Segment Start: Provided records
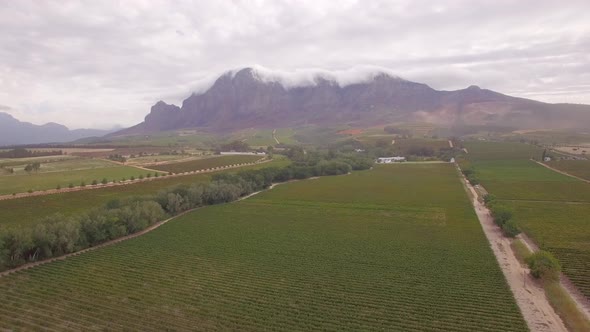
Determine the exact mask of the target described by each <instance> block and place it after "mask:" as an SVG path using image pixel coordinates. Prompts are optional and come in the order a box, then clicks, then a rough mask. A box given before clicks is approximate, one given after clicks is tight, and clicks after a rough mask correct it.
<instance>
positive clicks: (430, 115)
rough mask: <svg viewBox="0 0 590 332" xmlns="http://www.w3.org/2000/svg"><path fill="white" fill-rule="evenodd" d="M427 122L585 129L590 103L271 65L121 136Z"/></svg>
mask: <svg viewBox="0 0 590 332" xmlns="http://www.w3.org/2000/svg"><path fill="white" fill-rule="evenodd" d="M394 121H421V122H424V121H426V122H430V123H435V124H439V125H445V126H447V125H448V126H462V125H466V126H468V125H490V126H505V127H510V128H515V129H527V128H530V129H565V128H579V127H580V126H581V125H580V124H581V123H590V106H588V105H572V104H547V103H542V102H538V101H534V100H529V99H523V98H516V97H511V96H508V95H504V94H501V93H498V92H494V91H491V90H487V89H481V88H479V87H477V86H470V87H468V88H466V89H462V90H456V91H438V90H435V89H433V88H431V87H429V86H428V85H426V84H422V83H416V82H411V81H408V80H405V79H402V78H399V77H397V76H394V75H391V74H390V73H387V72H379V71H373V72H370V73H368V74H365V75H364V76H363V77H357V78H356V79H352V78H347V79H343V78H342V77H337V76H335V75H330V74H329V72H317V73H315V74H313V73H312V74H309V75H307V77H306V79H299V80H293V79H290V78H289V76H287V75H285V74H283V75H280V74H274V73H272V72H269V71H267V70H265V69H263V68H244V69H241V70H238V71H230V72H227V73H225V74H223V75H221V76H220V77H219V78H218V79H217V80H216V81H215V82H214V83H213V84H212V85H211V86H210V87H209V88H208V89H207V90H205V91H203V92H200V93H193V94H192V95H191V96H189V97H188V98H187V99H185V100H184V101H183V103H182V107H179V106H176V105H171V104H167V103H165V102H163V101H159V102H158V103H156V104H155V105H154V106H152V108H151V112H150V113H149V114H148V115H147V116H146V117H145V121H144V122H142V123H140V124H138V125H136V126H133V127H131V128H128V129H125V130H122V131H119V132H117V133H115V134H113V135H131V134H144V133H154V132H159V131H165V130H174V129H182V128H191V127H200V128H204V129H206V130H209V131H212V132H229V131H233V130H238V129H244V128H252V127H254V128H273V127H296V126H300V125H307V124H317V125H327V124H329V125H341V124H352V125H355V126H372V125H378V124H386V123H391V122H394Z"/></svg>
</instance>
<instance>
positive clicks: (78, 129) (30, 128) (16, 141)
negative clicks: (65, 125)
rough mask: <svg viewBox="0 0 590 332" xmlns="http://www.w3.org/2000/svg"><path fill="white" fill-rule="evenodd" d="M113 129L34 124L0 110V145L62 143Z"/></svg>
mask: <svg viewBox="0 0 590 332" xmlns="http://www.w3.org/2000/svg"><path fill="white" fill-rule="evenodd" d="M111 132H113V130H101V129H73V130H70V129H68V127H66V126H64V125H61V124H59V123H55V122H48V123H46V124H43V125H35V124H32V123H30V122H23V121H19V120H18V119H16V118H14V117H13V116H12V115H10V114H8V113H6V112H0V146H9V145H20V144H40V143H63V142H69V141H74V140H77V139H80V138H87V137H94V136H104V135H106V134H109V133H111Z"/></svg>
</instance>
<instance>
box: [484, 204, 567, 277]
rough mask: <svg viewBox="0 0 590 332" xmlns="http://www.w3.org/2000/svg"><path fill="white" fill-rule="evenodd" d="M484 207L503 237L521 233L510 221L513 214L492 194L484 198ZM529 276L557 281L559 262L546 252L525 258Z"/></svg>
mask: <svg viewBox="0 0 590 332" xmlns="http://www.w3.org/2000/svg"><path fill="white" fill-rule="evenodd" d="M484 202H485V203H486V206H487V207H488V208H489V209H490V212H491V214H492V217H493V218H494V222H495V223H496V225H498V226H499V227H500V228H502V232H503V233H504V235H506V236H508V237H515V236H517V235H518V234H520V233H521V231H520V229H519V227H518V225H517V224H516V223H515V222H514V220H513V219H512V217H513V213H512V210H511V209H510V208H508V207H507V206H504V205H502V204H501V203H499V202H498V201H497V200H496V197H495V196H494V195H492V194H488V195H486V196H485V197H484ZM525 262H526V263H527V265H528V267H529V269H530V272H531V275H532V276H533V277H535V278H537V279H542V280H544V281H556V280H559V275H560V272H561V265H560V264H559V261H558V260H557V259H556V258H555V257H554V256H553V255H552V254H551V253H550V252H548V251H544V250H540V251H537V252H535V253H532V254H531V255H529V256H528V257H525Z"/></svg>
Segment End: Provided records
### Prompt
What is needed is an exact reproduction of the data, pictures excluded.

### Exercise output
Determine the exact mask of the target described by each <instance> block and place it after "mask:" as an SVG path using image pixel coordinates. Prompts are optional and come in the order a box, then clicks, then a rough mask. A box given before clicks is approximate, one given after clicks is tight, and clicks after a rough mask correct it.
<instance>
positive clicks: (430, 115)
rough mask: <svg viewBox="0 0 590 332" xmlns="http://www.w3.org/2000/svg"><path fill="white" fill-rule="evenodd" d="M427 122L585 129L590 103L271 65L121 136Z"/></svg>
mask: <svg viewBox="0 0 590 332" xmlns="http://www.w3.org/2000/svg"><path fill="white" fill-rule="evenodd" d="M394 121H421V122H424V121H426V122H430V123H435V124H439V125H445V126H447V125H448V126H462V125H466V126H468V125H490V126H505V127H510V128H515V129H527V128H530V129H565V128H579V127H580V126H581V125H580V124H581V123H590V106H588V105H572V104H547V103H542V102H538V101H534V100H529V99H523V98H516V97H511V96H508V95H504V94H501V93H498V92H494V91H491V90H487V89H481V88H479V87H477V86H470V87H468V88H466V89H462V90H456V91H438V90H435V89H433V88H431V87H429V86H428V85H426V84H422V83H416V82H411V81H408V80H405V79H402V78H399V77H397V76H394V75H391V74H390V73H387V72H379V71H373V72H370V73H368V74H365V75H364V76H363V77H357V78H356V79H352V78H347V79H343V78H342V77H337V76H335V75H330V74H329V72H317V73H315V74H313V73H312V74H309V75H307V77H306V79H299V80H293V79H290V78H289V76H287V75H285V74H283V75H280V74H274V73H272V72H269V71H267V70H265V69H263V68H244V69H241V70H238V71H230V72H227V73H225V74H223V75H221V76H220V77H219V78H218V79H217V80H216V81H215V82H214V83H213V84H212V85H211V86H210V87H209V88H208V89H207V90H205V91H203V92H200V93H193V94H192V95H191V96H189V97H188V98H187V99H185V100H184V101H183V103H182V107H179V106H176V105H171V104H167V103H165V102H163V101H159V102H158V103H156V104H155V105H154V106H152V108H151V112H150V113H149V114H148V115H147V116H146V117H145V121H144V122H142V123H140V124H138V125H136V126H133V127H131V128H128V129H125V130H122V131H119V132H117V133H115V134H113V135H131V134H144V133H154V132H159V131H165V130H174V129H182V128H191V127H200V128H204V129H206V130H209V131H212V132H229V131H233V130H238V129H244V128H252V127H254V128H273V127H296V126H300V125H307V124H317V125H327V124H329V125H341V124H352V125H355V126H372V125H378V124H386V123H391V122H394Z"/></svg>
</instance>
<instance>
positive clicks: (78, 129) (30, 128) (16, 141)
negative clicks: (65, 125)
rough mask: <svg viewBox="0 0 590 332" xmlns="http://www.w3.org/2000/svg"><path fill="white" fill-rule="evenodd" d="M113 129L34 124L0 110V145L62 143Z"/></svg>
mask: <svg viewBox="0 0 590 332" xmlns="http://www.w3.org/2000/svg"><path fill="white" fill-rule="evenodd" d="M111 132H113V130H101V129H73V130H70V129H68V127H66V126H64V125H61V124H59V123H55V122H48V123H46V124H43V125H35V124H32V123H30V122H23V121H19V120H18V119H16V118H14V117H13V116H12V115H10V114H8V113H6V112H0V146H9V145H20V144H40V143H63V142H69V141H74V140H77V139H80V138H87V137H94V136H104V135H106V134H109V133H111Z"/></svg>
</instance>
<instance>
box: [484, 204, 567, 277]
rough mask: <svg viewBox="0 0 590 332" xmlns="http://www.w3.org/2000/svg"><path fill="white" fill-rule="evenodd" d="M484 207L503 237L521 233L510 221L513 214L492 194L484 198ZM529 276L557 281L559 262L546 252L525 258Z"/></svg>
mask: <svg viewBox="0 0 590 332" xmlns="http://www.w3.org/2000/svg"><path fill="white" fill-rule="evenodd" d="M484 202H485V203H486V206H487V207H488V208H489V209H490V212H491V214H492V217H493V218H494V222H495V223H496V225H498V226H499V227H500V228H502V232H503V233H504V235H506V236H508V237H515V236H517V235H518V234H520V233H521V231H520V229H519V227H518V225H517V224H516V223H515V222H514V220H513V219H512V217H513V213H512V210H511V209H510V208H508V207H507V206H504V205H502V204H501V203H499V202H498V201H497V200H496V197H495V196H494V195H492V194H488V195H486V196H485V197H484ZM525 262H526V263H527V265H528V267H529V269H530V272H531V275H532V276H533V277H535V278H537V279H542V280H544V281H556V280H559V275H560V272H561V265H560V264H559V261H558V260H557V259H556V258H555V257H554V256H553V255H552V254H551V253H550V252H548V251H544V250H540V251H537V252H535V253H532V254H531V255H529V256H528V257H525Z"/></svg>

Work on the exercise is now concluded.